* Given text
==*==

Mike Fink came to Rhode Island School of Design in 1957 out of Yale with an AMT from Harvard as a Brown graduate student. The English department had an established curriculum of freshman and sophomore requirements in American Literature, World Literature and Freshman Composition. As electives replaced those courses general to all area faculty, he taught a course on the new diverse voices of minorities. That option grew into his Jewish Narrative class. The RISD Film Society turned into his Hollywood History class, and eventually his freshman sections metamorphosed into his Journalism workshop

Mike Fink wrote: “i met billy ming-sing in 1951, our freshman year at yale, class of 1955.  i invited him home to providence, r.i. that first thanksgiving.  he came, brought charming gifts  (a box of chinese tea and a lounge robe.  which i wore and kept and then gave away to a lovely girl who said no to me and turned into a vanished dream.  many decades later at a reunion i asked billy what he could recall of that event and he said “nothing” but then proceeded to join me in a loyal bond with the very idea of yale nostalgia.  and now, we are the bookends, the pillars, of our vanishing class roster.  we are survivors and somehow beyond friendship it has become a symbolic and “existential”  (i use that word loosely, perhaps privately, maybe as the poetic credo of our generation, in some way) bond.  i have many chinese students at the r.i. school of design, and i have a special good will toward them and keep in touch long, long after their commencements as their alum status transforms into a wine of good will and even a kind of intimacy.  currently i have an alum and former t.a. named yifan du in china who told me i inspired him to try to teach as i do.  i know profoundly my own failures and inadequacies, but his faith in me stands for the way friendship works.  brings out the best along with the small and humble virtues of gratitude, respect, good will, and provides a needed comfort in these times of distancing and doubting.  anyway, if this does manage to reach you, thank you so very much, billy, for staying with me !

==*==

* Brief
Answer these questions from the text about Mike Fink.
(a) In what year did Mike Fink come to Rhode Island School of Design?
(b) What did the RISD Film Society turn into?
(c) What gifts did Billy bring when he came to Providence that first Thanksgiving?
Answer using only the text about Mike Fink.

Records pointing to named objects:
==*==

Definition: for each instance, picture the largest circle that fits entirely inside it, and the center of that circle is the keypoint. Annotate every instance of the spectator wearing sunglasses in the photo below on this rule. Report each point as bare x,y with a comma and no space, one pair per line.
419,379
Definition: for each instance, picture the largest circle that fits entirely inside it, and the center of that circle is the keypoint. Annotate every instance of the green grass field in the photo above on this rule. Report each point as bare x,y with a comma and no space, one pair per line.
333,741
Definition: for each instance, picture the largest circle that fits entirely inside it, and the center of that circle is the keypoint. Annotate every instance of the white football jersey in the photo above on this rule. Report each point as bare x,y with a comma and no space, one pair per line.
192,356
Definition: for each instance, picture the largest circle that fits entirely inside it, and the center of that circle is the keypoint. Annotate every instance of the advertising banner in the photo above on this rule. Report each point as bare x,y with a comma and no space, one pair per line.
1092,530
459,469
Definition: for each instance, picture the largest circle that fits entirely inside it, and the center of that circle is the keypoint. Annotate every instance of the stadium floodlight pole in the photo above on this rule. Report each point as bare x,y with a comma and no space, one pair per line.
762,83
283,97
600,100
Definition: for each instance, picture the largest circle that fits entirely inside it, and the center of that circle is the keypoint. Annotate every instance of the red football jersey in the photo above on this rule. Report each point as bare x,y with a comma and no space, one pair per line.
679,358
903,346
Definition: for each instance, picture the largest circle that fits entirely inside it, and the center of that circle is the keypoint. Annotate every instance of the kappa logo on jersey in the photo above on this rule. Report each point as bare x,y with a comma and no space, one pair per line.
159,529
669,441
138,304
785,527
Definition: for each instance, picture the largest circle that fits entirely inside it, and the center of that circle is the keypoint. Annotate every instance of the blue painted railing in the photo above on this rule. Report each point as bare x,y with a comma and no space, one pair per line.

==*==

* The completed task
(a) Mike Fink came to Rhode Island School of Design in 1957.
(b) The RISD Film Society turned into his Hollywood History class.
(c) Billy brought a box of Chinese tea and a lounge robe.